» Task to carry out:
Locate the line that contains "Can you see the green", then copy it and all later lines of the data below exactly, through the last one.

» Data for this exercise:
# # # # # # #

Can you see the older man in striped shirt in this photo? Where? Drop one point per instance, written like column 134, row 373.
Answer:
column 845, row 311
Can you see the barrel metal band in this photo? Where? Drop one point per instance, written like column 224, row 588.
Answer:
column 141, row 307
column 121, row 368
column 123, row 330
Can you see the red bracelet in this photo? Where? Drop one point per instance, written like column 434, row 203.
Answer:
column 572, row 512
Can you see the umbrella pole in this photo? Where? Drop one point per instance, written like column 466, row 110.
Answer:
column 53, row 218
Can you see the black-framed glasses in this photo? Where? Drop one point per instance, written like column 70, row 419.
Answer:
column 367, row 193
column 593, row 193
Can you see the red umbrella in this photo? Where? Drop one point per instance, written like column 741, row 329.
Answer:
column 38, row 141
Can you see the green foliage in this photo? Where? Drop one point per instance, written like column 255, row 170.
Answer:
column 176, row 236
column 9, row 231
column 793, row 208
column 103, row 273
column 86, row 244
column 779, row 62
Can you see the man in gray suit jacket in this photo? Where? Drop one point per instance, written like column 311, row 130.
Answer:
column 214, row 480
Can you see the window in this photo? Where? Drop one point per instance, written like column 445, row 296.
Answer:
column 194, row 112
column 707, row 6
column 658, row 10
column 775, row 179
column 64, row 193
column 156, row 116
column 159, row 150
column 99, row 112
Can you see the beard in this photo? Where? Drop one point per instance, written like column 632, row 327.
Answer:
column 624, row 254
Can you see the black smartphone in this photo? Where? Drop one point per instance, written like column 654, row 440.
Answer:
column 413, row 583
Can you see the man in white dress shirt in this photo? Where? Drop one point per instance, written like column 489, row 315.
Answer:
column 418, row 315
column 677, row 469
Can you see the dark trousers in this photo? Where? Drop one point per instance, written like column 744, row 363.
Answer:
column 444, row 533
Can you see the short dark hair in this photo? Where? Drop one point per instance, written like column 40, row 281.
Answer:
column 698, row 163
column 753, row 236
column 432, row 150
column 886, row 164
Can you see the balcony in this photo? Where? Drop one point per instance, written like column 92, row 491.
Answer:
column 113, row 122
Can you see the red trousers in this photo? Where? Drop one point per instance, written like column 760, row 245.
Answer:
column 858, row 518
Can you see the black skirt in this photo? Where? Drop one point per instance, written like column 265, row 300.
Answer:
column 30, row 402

# # # # # # #

» Reply to the task:
Can you see the green foliage in this photo? Where? Drop one point per instance, written like column 255, row 170.
Answer:
column 176, row 236
column 9, row 231
column 793, row 208
column 103, row 273
column 86, row 244
column 779, row 62
Can you see the man in gray suit jacket in this photo? Where? Drop one point per instance, written like column 311, row 130.
Answer:
column 214, row 480
Can you see the window in this photo? Where? Drop one point per instance, written like column 445, row 296.
Answer:
column 194, row 112
column 707, row 6
column 658, row 10
column 775, row 179
column 64, row 193
column 156, row 116
column 159, row 150
column 99, row 112
Can you see the beard in this photo? Where? Drop one point per instance, written like column 632, row 327.
Answer:
column 624, row 254
Can you see the black smartphone in this photo? Where? Drop one point per instance, written like column 654, row 440.
Answer:
column 413, row 583
Can you see the man in white dress shirt in this photo? Where? Drop one point per instance, written like column 489, row 315.
Answer:
column 418, row 315
column 677, row 469
Can you see the dark trousers in this photo? Where? Drop one point per instance, written like column 744, row 363.
Answer:
column 444, row 533
Can you see the short dark hair in this photo? Where? Drop one point per instance, written like column 40, row 281.
Answer:
column 698, row 163
column 753, row 236
column 432, row 150
column 886, row 164
Can you see the balcony in this photo? Where? Drop one point per instance, written like column 92, row 491.
Answer:
column 113, row 122
Can you see the red trousers in this photo? Where? Drop one point per instance, written like column 760, row 245.
Answer:
column 858, row 518
Can you see the black skirt in this photo? Where? Drop one point per instance, written like column 265, row 300.
Answer:
column 30, row 402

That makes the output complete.